Retype the records that come next, word for word.

Dataset excerpts on object pointing
=======

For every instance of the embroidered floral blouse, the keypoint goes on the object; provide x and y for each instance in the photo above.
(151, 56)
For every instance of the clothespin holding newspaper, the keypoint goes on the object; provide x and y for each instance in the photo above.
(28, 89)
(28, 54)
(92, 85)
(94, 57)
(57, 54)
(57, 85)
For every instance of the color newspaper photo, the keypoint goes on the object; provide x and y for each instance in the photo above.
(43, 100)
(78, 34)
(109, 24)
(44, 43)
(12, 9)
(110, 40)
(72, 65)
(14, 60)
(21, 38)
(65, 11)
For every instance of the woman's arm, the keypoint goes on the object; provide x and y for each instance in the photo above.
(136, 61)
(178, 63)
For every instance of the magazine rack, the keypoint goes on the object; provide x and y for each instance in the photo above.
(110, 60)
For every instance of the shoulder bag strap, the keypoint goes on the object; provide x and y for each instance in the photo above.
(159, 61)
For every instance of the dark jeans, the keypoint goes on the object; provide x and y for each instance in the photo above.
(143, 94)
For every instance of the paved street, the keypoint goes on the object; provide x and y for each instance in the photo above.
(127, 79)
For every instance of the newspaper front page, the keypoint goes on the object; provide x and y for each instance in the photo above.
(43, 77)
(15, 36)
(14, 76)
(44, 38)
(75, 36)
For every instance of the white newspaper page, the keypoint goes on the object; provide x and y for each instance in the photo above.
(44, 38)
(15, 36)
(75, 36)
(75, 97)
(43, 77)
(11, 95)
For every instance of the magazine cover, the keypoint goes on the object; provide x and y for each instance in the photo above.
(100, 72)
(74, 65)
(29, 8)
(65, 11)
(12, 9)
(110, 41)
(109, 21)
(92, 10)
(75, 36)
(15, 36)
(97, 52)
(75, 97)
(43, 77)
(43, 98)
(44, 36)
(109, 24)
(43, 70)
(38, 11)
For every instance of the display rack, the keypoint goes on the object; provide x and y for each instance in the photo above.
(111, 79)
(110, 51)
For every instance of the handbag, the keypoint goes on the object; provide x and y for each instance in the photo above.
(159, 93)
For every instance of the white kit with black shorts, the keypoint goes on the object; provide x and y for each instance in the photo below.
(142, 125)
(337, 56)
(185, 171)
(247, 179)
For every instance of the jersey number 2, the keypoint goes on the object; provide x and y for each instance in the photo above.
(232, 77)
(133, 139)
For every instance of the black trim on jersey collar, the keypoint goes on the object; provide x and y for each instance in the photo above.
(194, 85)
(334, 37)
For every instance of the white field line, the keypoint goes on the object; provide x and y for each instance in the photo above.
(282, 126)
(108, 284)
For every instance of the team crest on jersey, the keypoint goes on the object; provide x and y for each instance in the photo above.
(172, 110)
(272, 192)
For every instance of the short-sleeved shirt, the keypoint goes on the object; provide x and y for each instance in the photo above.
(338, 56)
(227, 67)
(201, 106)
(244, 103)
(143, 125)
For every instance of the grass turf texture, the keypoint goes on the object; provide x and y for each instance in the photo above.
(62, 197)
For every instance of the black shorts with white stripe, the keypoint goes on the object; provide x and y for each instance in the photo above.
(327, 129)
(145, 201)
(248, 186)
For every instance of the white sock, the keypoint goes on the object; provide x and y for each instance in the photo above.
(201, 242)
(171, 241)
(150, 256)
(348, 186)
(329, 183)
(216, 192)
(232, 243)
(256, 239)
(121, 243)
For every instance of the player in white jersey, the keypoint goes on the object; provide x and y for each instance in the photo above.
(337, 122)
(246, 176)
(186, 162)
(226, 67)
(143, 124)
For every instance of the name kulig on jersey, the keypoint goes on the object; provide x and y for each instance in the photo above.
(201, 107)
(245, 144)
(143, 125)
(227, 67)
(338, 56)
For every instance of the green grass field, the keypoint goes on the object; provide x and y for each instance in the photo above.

=======

_REPLY:_
For every instance of the embroidered floral blouse, the keypoint goes on the object; provide x and y for each instance in the photo above.
(151, 56)
For every instance of the clothespin holding newspaper, the keypoint goes on the object; provide x and y for each instance in the photo above.
(28, 89)
(28, 54)
(92, 85)
(94, 57)
(57, 54)
(57, 85)
For every instance of the color newspaper photo, the keypoint goes on the object; provide x and y for each instance in the photo above.
(43, 100)
(78, 34)
(109, 24)
(44, 43)
(12, 9)
(110, 40)
(72, 65)
(14, 60)
(21, 38)
(65, 11)
For every instance of the woman's arm, the keypoint goes on the object; provide x and y for each instance in the photo above.
(136, 61)
(178, 63)
For every instance of the magazine rack, the keypoint goes on the object; provide x and y for each instance in the photo above.
(110, 60)
For every instance of the shoulder bag strap, the keypoint goes on the object; provide x and y for each instance in the photo above.
(159, 61)
For every instance of the dark jeans, the keypoint goes on the object; provide x and y for each instance in the photo above.
(143, 94)
For every instance of the paved street, the keypoint goes on the object; provide x and y for each instance in the photo above.
(127, 79)
For every instance of the newspaper front page, the keypoint goes on the object; provide x and y for each instance in the photo above.
(43, 77)
(15, 36)
(14, 76)
(44, 38)
(75, 36)
For every instance of the white newspaper page, the keypoint goes on the object; provide x and y for each instance in the photo above.
(44, 38)
(15, 36)
(75, 36)
(75, 97)
(43, 77)
(11, 95)
For every instance of the magazine cover, the keypoint goes on the object; provide x and y for each instance in the photo above.
(100, 72)
(74, 65)
(29, 8)
(65, 11)
(12, 9)
(110, 41)
(109, 21)
(92, 10)
(75, 36)
(15, 36)
(97, 52)
(75, 97)
(43, 77)
(43, 98)
(44, 36)
(109, 24)
(43, 70)
(38, 11)
For every instance of the display rack, the keypoint goes on the object; provide x and y for each instance in the photo above.
(111, 79)
(110, 51)
For every instance of the handbag, the keypoint goes on the object; provide x and y for each instance in the photo above.
(159, 93)
For every instance of the white kit with black shorts, the keypoint goes on the object; provide x and y for each instance in the photo below.
(142, 125)
(337, 56)
(185, 171)
(247, 179)
For every instance of the jersey number 2, the keypoint goes on the object; provide x and y for each instance in the photo above.
(232, 77)
(133, 139)
For every instance of the black trim on jersey collar, the keypoint goes on the object; provide x and y for each instance in the photo above.
(194, 85)
(334, 37)
For every instance of the white field line, the keypoint goes on the object; provide x and y for each instance in the photo above.
(282, 126)
(108, 284)
For every instance of the team crest on jersey, the keypoint goes on the object; provide x and y for each instance in the photo above.
(172, 110)
(272, 192)
For every instance of the short-sleeved shirt, the keypoint goes on the object; provide x and y for each instance in the photo above.
(338, 56)
(227, 67)
(201, 106)
(244, 103)
(143, 125)
For every instance of the grass turf texture, the keypoint goes on the object; provide x and y for each instance in the photo above.
(62, 197)
For every instance of the black shorts with white stripe, the keypoint goes on the object; provide x and y for each instance in the photo above.
(327, 129)
(145, 201)
(248, 186)
For every instance of the white sock, the keypoint goes on the object; provide x and y for each instance in the photo above.
(201, 242)
(171, 241)
(150, 256)
(348, 186)
(329, 183)
(216, 192)
(232, 243)
(256, 239)
(121, 243)
For every instance of the player in white jersey, the keypoint goes on the object; provide x and y for each instance in the photo above.
(337, 122)
(246, 176)
(186, 162)
(226, 67)
(143, 124)
For every instance of the name kulig on jersey, the keypoint goes on the object; provide x and y for each instance in the photo above.
(201, 107)
(245, 144)
(143, 125)
(227, 67)
(338, 56)
For every instance of the green grass field, the keypoint goes on the object; provide x and y for each instance in the photo above.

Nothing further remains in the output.